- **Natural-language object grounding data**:
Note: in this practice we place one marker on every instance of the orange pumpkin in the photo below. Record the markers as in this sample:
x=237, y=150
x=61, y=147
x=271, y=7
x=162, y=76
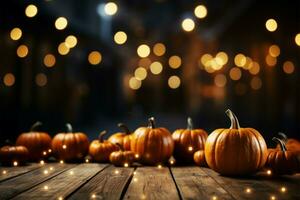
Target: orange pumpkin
x=152, y=145
x=235, y=151
x=70, y=146
x=38, y=143
x=121, y=157
x=199, y=158
x=122, y=138
x=100, y=150
x=13, y=155
x=283, y=161
x=187, y=142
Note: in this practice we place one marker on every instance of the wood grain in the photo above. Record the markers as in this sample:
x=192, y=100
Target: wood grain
x=108, y=184
x=16, y=171
x=152, y=183
x=63, y=184
x=16, y=185
x=194, y=183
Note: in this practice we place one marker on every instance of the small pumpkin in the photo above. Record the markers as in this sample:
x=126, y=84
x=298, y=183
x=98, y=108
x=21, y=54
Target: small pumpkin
x=283, y=161
x=187, y=142
x=100, y=149
x=235, y=151
x=70, y=146
x=38, y=143
x=121, y=157
x=122, y=138
x=11, y=154
x=199, y=158
x=152, y=145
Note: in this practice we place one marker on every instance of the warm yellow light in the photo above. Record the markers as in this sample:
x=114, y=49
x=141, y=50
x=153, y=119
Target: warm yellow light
x=41, y=79
x=235, y=73
x=49, y=60
x=200, y=11
x=134, y=83
x=274, y=50
x=188, y=24
x=120, y=37
x=288, y=67
x=71, y=41
x=143, y=50
x=256, y=83
x=22, y=51
x=63, y=49
x=31, y=10
x=271, y=61
x=159, y=49
x=16, y=33
x=94, y=57
x=175, y=62
x=61, y=23
x=9, y=79
x=297, y=39
x=140, y=73
x=174, y=82
x=240, y=60
x=110, y=8
x=156, y=67
x=220, y=80
x=271, y=25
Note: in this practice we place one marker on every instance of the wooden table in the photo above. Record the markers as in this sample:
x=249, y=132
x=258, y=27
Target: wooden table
x=104, y=181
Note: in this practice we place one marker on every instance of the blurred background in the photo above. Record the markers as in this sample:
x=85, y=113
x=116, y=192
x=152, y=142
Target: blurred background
x=95, y=63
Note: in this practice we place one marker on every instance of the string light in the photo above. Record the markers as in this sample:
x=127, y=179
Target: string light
x=188, y=24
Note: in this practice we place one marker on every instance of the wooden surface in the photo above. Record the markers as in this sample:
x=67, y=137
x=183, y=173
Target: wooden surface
x=104, y=181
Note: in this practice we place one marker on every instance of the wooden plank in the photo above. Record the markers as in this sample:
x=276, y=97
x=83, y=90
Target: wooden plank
x=246, y=187
x=15, y=186
x=152, y=183
x=194, y=183
x=108, y=184
x=63, y=184
x=10, y=172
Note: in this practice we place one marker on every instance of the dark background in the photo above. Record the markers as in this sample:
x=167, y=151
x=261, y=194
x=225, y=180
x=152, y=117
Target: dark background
x=94, y=98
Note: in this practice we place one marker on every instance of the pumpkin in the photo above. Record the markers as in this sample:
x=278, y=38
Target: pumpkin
x=13, y=155
x=121, y=157
x=235, y=151
x=290, y=143
x=100, y=150
x=70, y=146
x=38, y=143
x=122, y=138
x=199, y=158
x=152, y=145
x=283, y=161
x=187, y=142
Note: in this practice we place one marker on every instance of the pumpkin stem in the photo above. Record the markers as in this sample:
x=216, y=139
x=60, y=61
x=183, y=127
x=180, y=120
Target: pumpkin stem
x=280, y=142
x=69, y=128
x=35, y=125
x=101, y=135
x=190, y=123
x=124, y=128
x=234, y=121
x=151, y=122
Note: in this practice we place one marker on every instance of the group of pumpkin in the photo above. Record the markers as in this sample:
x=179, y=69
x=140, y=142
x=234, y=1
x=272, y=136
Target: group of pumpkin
x=233, y=151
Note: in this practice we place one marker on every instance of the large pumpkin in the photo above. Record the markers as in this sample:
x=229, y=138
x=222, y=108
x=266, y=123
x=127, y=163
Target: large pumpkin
x=122, y=138
x=100, y=150
x=152, y=145
x=13, y=155
x=235, y=151
x=70, y=146
x=187, y=142
x=283, y=161
x=38, y=143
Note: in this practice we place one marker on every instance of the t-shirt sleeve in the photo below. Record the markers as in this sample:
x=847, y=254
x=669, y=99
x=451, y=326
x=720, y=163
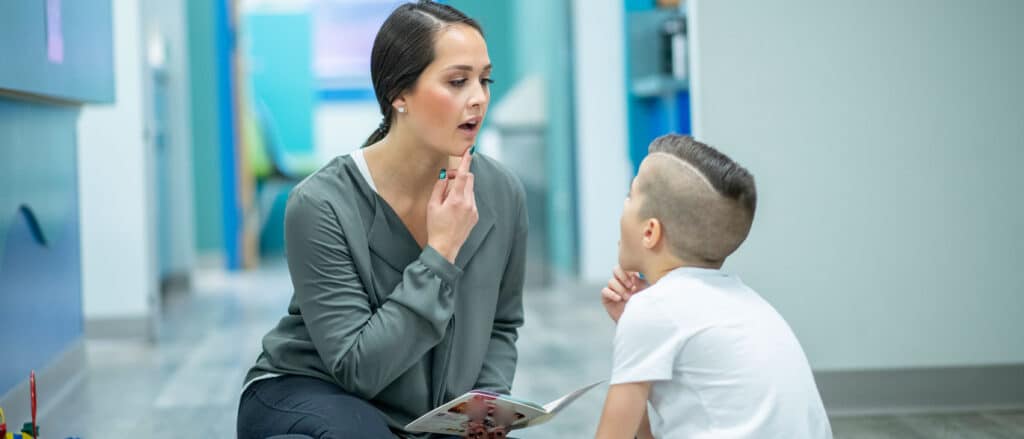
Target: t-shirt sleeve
x=645, y=346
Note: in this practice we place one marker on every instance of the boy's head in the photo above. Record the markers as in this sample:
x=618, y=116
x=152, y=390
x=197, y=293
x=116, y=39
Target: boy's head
x=688, y=204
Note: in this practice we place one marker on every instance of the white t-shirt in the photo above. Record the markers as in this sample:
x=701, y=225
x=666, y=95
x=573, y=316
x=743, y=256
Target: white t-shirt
x=722, y=362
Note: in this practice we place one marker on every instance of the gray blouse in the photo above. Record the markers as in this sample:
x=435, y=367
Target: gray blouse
x=386, y=320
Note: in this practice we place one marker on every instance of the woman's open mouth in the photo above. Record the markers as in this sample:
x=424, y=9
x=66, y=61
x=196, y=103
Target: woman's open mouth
x=471, y=127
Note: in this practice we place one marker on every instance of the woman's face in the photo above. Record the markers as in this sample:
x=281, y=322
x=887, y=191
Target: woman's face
x=446, y=105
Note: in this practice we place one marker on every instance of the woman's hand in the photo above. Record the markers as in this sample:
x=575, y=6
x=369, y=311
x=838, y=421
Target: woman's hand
x=452, y=211
x=621, y=288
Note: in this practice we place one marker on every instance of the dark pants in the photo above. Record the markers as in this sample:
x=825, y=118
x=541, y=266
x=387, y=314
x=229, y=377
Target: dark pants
x=302, y=405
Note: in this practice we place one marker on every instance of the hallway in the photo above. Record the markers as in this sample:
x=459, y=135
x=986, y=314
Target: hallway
x=187, y=383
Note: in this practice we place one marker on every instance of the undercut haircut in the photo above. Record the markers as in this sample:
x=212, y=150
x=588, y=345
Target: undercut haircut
x=705, y=201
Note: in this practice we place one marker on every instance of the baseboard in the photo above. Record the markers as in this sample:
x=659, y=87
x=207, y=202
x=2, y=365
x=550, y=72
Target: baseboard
x=922, y=390
x=211, y=259
x=53, y=383
x=176, y=281
x=118, y=327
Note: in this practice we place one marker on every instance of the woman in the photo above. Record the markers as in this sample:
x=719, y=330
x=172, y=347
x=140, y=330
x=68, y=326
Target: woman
x=407, y=256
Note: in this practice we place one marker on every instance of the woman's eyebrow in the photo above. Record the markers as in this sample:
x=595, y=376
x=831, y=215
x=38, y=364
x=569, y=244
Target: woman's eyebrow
x=468, y=68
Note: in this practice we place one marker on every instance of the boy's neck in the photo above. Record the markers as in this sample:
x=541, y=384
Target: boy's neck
x=656, y=269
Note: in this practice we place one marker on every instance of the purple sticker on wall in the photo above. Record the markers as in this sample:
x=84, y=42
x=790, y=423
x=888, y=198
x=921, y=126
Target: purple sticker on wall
x=54, y=35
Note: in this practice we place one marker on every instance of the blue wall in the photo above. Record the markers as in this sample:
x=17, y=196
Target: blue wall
x=40, y=270
x=40, y=261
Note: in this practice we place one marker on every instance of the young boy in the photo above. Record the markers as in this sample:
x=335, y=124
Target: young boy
x=711, y=357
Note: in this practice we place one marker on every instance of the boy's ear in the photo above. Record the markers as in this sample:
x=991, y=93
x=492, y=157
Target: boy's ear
x=652, y=233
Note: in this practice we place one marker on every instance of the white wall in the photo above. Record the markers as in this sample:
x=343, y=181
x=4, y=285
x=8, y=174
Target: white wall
x=341, y=127
x=887, y=140
x=602, y=173
x=167, y=18
x=118, y=274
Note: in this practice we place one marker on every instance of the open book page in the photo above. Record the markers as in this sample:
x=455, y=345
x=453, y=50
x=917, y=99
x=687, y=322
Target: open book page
x=453, y=416
x=555, y=406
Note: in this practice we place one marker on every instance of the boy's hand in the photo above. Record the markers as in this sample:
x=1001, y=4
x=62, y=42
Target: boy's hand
x=621, y=288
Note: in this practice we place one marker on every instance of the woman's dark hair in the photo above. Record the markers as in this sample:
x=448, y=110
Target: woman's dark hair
x=403, y=48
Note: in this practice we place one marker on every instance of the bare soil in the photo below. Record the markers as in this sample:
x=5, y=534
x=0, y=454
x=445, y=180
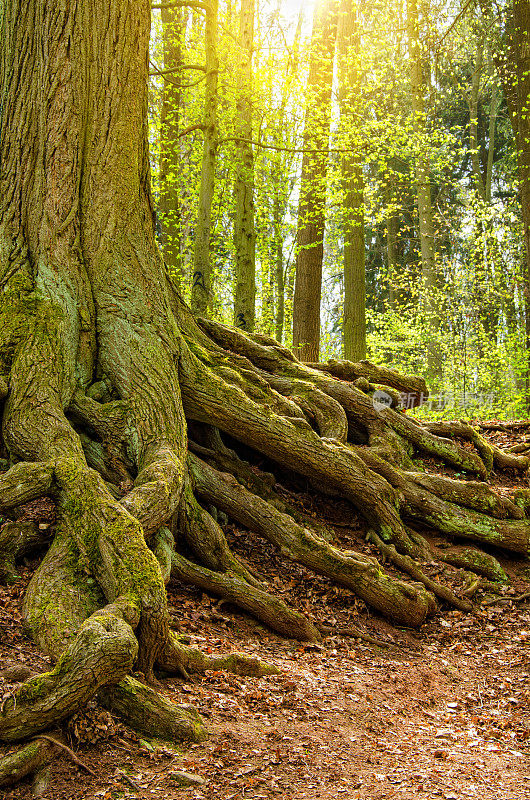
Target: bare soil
x=442, y=712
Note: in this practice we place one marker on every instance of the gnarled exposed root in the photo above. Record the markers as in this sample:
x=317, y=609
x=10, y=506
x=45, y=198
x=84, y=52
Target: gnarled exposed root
x=401, y=602
x=102, y=652
x=150, y=713
x=97, y=604
x=26, y=761
x=266, y=607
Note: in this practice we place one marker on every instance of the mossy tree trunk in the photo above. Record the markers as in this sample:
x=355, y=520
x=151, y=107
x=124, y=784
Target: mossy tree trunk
x=103, y=369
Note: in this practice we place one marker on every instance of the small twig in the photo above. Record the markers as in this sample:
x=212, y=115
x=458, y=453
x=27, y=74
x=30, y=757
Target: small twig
x=355, y=633
x=69, y=752
x=472, y=589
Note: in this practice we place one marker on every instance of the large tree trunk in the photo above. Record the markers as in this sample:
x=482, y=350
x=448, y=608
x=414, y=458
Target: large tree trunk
x=311, y=207
x=103, y=369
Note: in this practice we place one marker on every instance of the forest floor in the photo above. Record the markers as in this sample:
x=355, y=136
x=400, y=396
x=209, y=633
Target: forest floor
x=443, y=712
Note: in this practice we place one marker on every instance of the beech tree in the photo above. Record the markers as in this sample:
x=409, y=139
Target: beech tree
x=311, y=207
x=113, y=397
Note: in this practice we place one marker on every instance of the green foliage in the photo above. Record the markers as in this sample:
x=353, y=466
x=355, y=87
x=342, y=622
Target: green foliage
x=465, y=139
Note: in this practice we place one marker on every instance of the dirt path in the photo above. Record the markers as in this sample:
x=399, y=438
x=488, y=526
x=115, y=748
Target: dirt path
x=445, y=714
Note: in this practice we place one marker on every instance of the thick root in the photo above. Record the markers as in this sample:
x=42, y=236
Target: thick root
x=178, y=658
x=267, y=608
x=16, y=540
x=401, y=602
x=103, y=652
x=152, y=714
x=27, y=761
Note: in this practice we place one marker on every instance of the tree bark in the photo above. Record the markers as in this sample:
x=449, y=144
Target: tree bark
x=244, y=233
x=350, y=92
x=201, y=289
x=311, y=208
x=103, y=367
x=169, y=204
x=425, y=213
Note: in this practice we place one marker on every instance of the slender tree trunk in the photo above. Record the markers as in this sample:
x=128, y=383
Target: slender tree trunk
x=280, y=269
x=425, y=213
x=202, y=269
x=392, y=230
x=102, y=367
x=244, y=233
x=494, y=109
x=311, y=208
x=169, y=204
x=348, y=53
x=513, y=66
x=473, y=121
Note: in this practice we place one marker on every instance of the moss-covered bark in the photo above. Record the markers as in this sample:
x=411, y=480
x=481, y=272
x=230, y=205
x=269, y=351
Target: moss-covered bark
x=102, y=370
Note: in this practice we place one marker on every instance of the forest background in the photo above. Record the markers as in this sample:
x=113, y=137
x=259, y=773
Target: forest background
x=343, y=176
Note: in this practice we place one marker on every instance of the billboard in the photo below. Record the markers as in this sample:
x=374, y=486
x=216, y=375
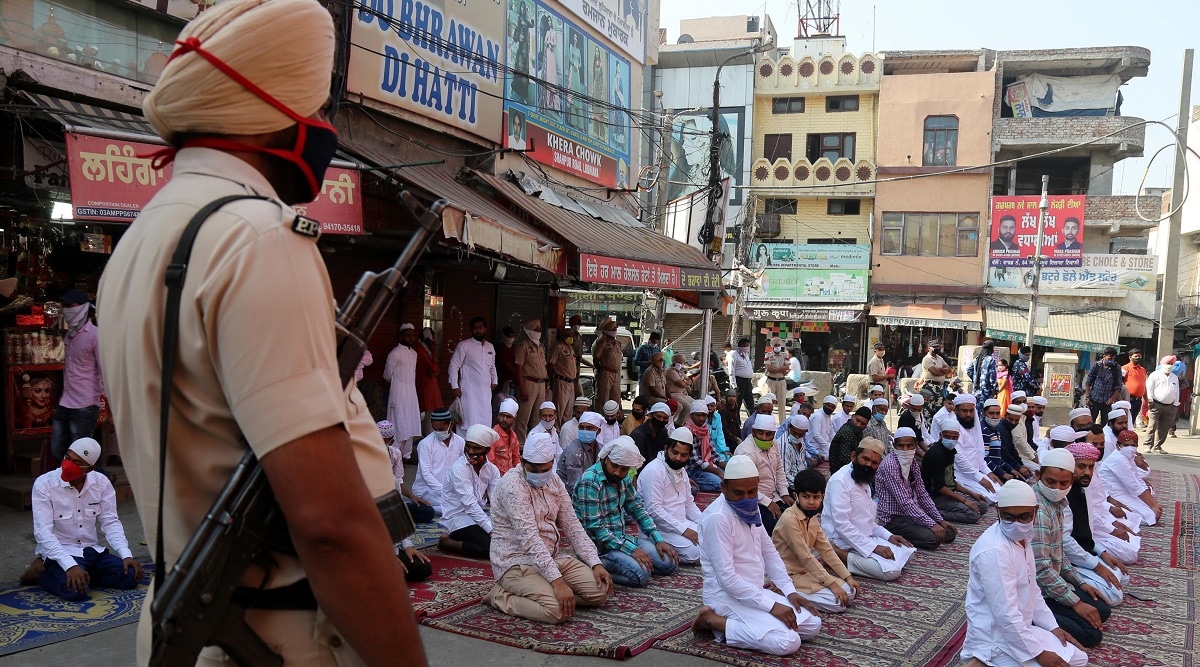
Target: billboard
x=1133, y=272
x=1014, y=230
x=567, y=97
x=690, y=134
x=621, y=20
x=441, y=60
x=810, y=272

- **To do**: Identify each line in the records above containing the word "below"; copy those lines.

- **Result for this exercise**:
Note: in this practice we place one marker on every instance of the orange pumpkin in the photo below. Record the markers as in this sample:
Note: in this practice we place one marker on every instance of the t-shirt sleeve in the photo below. Record the markers as in this sample:
Note: in this practice we place one marker on every instance of the bare soil in the photo below. Record the markers as in this sample:
Note: in this practice we place one marker on every instance of the billboard in the photo below. Record the markers as in this sample:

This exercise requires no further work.